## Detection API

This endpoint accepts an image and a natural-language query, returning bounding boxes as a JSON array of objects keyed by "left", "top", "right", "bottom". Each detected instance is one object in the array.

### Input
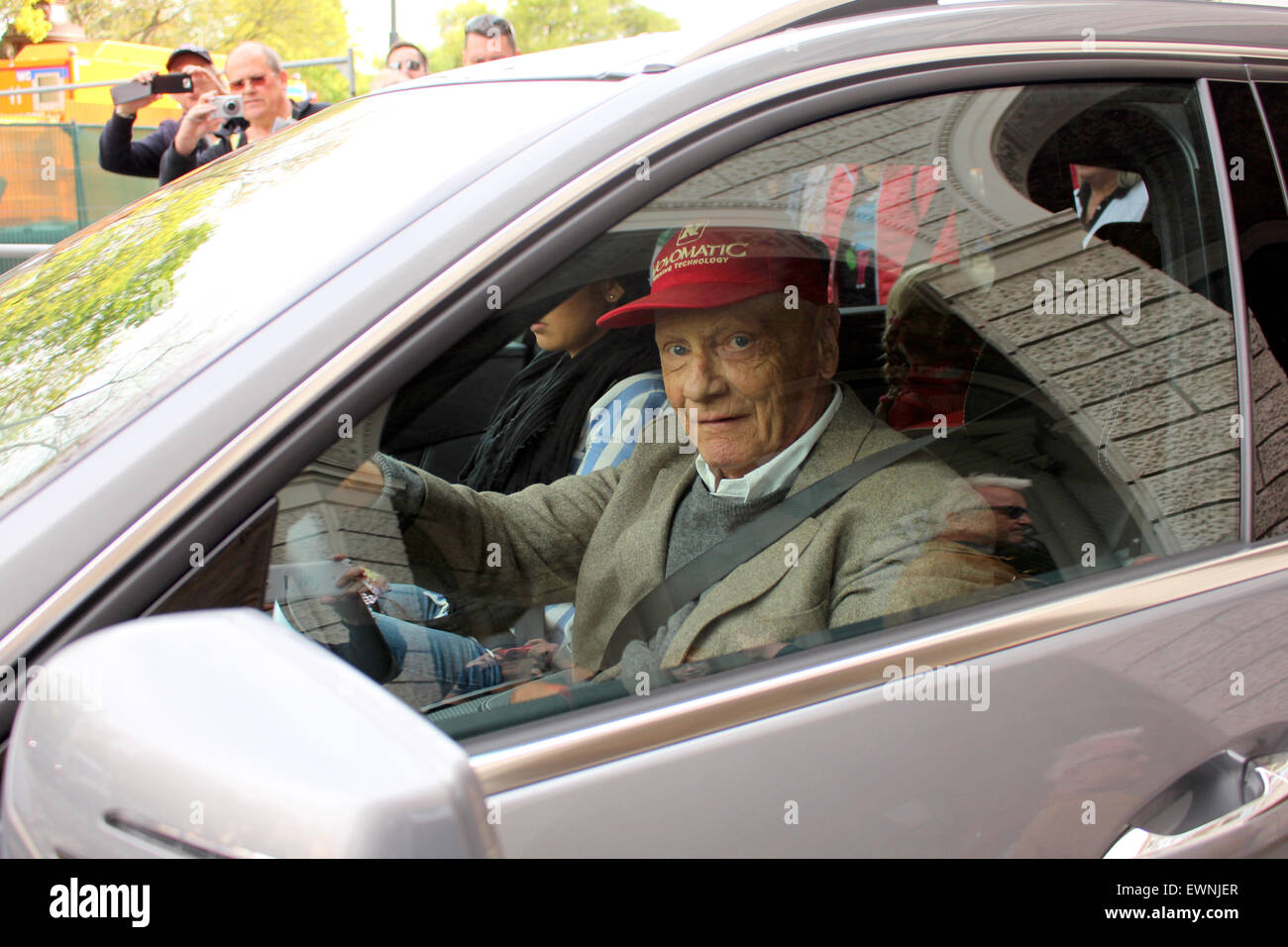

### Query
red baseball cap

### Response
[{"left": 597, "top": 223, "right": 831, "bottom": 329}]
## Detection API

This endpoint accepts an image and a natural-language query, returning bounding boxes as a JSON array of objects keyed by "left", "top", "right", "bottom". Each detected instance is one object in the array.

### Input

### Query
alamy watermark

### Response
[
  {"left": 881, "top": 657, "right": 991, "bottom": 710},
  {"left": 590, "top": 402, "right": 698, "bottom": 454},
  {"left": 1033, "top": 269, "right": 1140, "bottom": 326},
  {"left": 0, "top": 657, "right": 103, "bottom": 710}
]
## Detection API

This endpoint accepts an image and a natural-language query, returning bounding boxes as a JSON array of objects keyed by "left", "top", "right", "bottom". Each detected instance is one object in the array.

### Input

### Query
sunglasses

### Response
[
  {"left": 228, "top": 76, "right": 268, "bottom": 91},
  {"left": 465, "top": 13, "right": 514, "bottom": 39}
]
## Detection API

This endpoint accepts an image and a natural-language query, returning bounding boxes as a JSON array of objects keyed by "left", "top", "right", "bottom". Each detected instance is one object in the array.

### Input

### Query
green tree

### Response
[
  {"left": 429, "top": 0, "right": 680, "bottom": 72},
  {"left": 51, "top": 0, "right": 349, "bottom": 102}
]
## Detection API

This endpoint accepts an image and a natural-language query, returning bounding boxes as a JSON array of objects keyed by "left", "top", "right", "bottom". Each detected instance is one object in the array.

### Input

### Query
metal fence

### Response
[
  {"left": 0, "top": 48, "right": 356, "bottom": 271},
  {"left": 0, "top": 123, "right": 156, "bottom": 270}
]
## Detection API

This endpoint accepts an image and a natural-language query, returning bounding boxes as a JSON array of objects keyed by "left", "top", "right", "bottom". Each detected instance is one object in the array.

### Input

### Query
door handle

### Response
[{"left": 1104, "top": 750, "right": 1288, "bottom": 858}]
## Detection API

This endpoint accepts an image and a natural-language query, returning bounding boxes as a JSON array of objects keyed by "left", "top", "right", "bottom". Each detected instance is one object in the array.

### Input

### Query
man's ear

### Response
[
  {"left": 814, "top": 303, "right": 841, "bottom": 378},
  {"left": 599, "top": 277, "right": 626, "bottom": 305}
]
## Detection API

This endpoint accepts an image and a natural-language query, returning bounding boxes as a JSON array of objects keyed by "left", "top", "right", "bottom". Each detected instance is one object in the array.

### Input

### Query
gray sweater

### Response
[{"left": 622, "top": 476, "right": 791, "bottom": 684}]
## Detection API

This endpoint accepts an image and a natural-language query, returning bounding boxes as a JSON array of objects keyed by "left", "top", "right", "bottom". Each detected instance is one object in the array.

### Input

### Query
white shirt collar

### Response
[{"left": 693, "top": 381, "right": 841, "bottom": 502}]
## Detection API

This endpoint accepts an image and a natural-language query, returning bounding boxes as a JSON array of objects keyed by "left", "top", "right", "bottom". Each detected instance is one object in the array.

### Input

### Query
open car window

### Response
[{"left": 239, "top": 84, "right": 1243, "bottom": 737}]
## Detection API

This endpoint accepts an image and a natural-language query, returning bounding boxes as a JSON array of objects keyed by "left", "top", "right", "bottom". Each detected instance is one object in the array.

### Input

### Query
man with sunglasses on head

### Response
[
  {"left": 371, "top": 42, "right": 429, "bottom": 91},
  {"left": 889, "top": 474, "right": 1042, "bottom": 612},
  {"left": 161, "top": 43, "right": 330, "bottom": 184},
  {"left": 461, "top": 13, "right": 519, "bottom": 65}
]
══════
> **GIVEN TASK**: Each entry above is to be written out again unchanged, apart from the pictures, which are left out.

> **EXERCISE RESULT**:
## Detection API

This endpoint accepts an image and a natural-language query, returning bounding boxes as a JSON array of objects keyed by "left", "top", "right", "bottom". Each detected instance is one object in the array.

### Input

### Query
red baseball cap

### Response
[{"left": 597, "top": 223, "right": 831, "bottom": 329}]
## Detection API

This endpoint accepts an image and a natural-language query, returning bounding boxes as a JSON array of objects keyed by "left", "top", "right", "bottom". Each detected instance is one object in the array.

### Input

### Query
alamy watermark

### Response
[
  {"left": 881, "top": 657, "right": 991, "bottom": 710},
  {"left": 590, "top": 402, "right": 698, "bottom": 454},
  {"left": 1033, "top": 269, "right": 1140, "bottom": 326},
  {"left": 0, "top": 657, "right": 103, "bottom": 710}
]
## Detection API

This endpoint accepts an image and a natural-language query, returning bounding boxes as a JSON array of objects keyed by "left", "top", "right", "bottom". Each detected instance is one object in the array.

### Input

### Query
sunglasses

### Response
[
  {"left": 228, "top": 76, "right": 268, "bottom": 91},
  {"left": 465, "top": 13, "right": 514, "bottom": 39}
]
## Detection API

This endpoint accepts an image and a natural-language query, returning bounding boxes as a JSON array of objects keyed by "left", "top", "right", "bottom". Each detected instance is one object in the array.

### Input

### Query
green tree

### Response
[
  {"left": 429, "top": 0, "right": 680, "bottom": 72},
  {"left": 51, "top": 0, "right": 349, "bottom": 102}
]
## Detection API

This endpoint accepts an image and a natural-language query, returning bounding boxes as a JSON array of objects keyed by "left", "top", "right", "bottom". Each detected instance is one object in the array.

### Input

### Query
metal fence

### Response
[
  {"left": 0, "top": 48, "right": 356, "bottom": 271},
  {"left": 0, "top": 123, "right": 156, "bottom": 270}
]
## Detection API

This endpoint accepts an image and a natural-language query, returning bounding boxes as a JSON array of objects keyed by "left", "top", "right", "bottom". Each detected instance is one object in the array.

### Input

### Query
door handle

### Response
[{"left": 1104, "top": 750, "right": 1288, "bottom": 858}]
## Detection API

This endpoint accepts an image and a natural-language query, returning bounding boxes as a JSON array of objects keyed by "left", "top", "right", "bottom". Each detected instance is one object in the array.

### Input

### Query
man's ear

### Response
[
  {"left": 814, "top": 303, "right": 841, "bottom": 378},
  {"left": 599, "top": 277, "right": 626, "bottom": 305}
]
## Detection API

This endpoint accepts an image and a natural-language query, returning bounding boxes as a JSON array of objects keyed by "left", "top", "right", "bottom". Each detected instance is one object in the array.

### Input

### Query
gray sweater

### Response
[{"left": 622, "top": 476, "right": 791, "bottom": 684}]
## Detection API

This endpoint accepts an image and a natural-language query, returning bounding boxes as a JSON array of objects keyed by "left", "top", "right", "bottom". Each detected instance is one object in the array.

### Input

### Query
white shirt collar

### Response
[{"left": 693, "top": 381, "right": 841, "bottom": 502}]
## Detection API

This endpoint accepts an image and a natural-language query, returning bounding boxes as a JSON array of objects keyed by "left", "top", "right", "bottom". Each detected instance is one object in the array.

### Input

### Query
open car window

### Response
[{"left": 239, "top": 84, "right": 1243, "bottom": 737}]
## Detection API

This endpoint accepts an image and a natural-language query, returning bounding boxes as a JSON array of objects keyed by "left", "top", "right", "bottom". Each detected instance is one object in the array.

### Input

### Query
man with sunglasses on head

### Response
[
  {"left": 371, "top": 42, "right": 429, "bottom": 91},
  {"left": 889, "top": 474, "right": 1042, "bottom": 612},
  {"left": 161, "top": 43, "right": 330, "bottom": 184},
  {"left": 461, "top": 13, "right": 519, "bottom": 65}
]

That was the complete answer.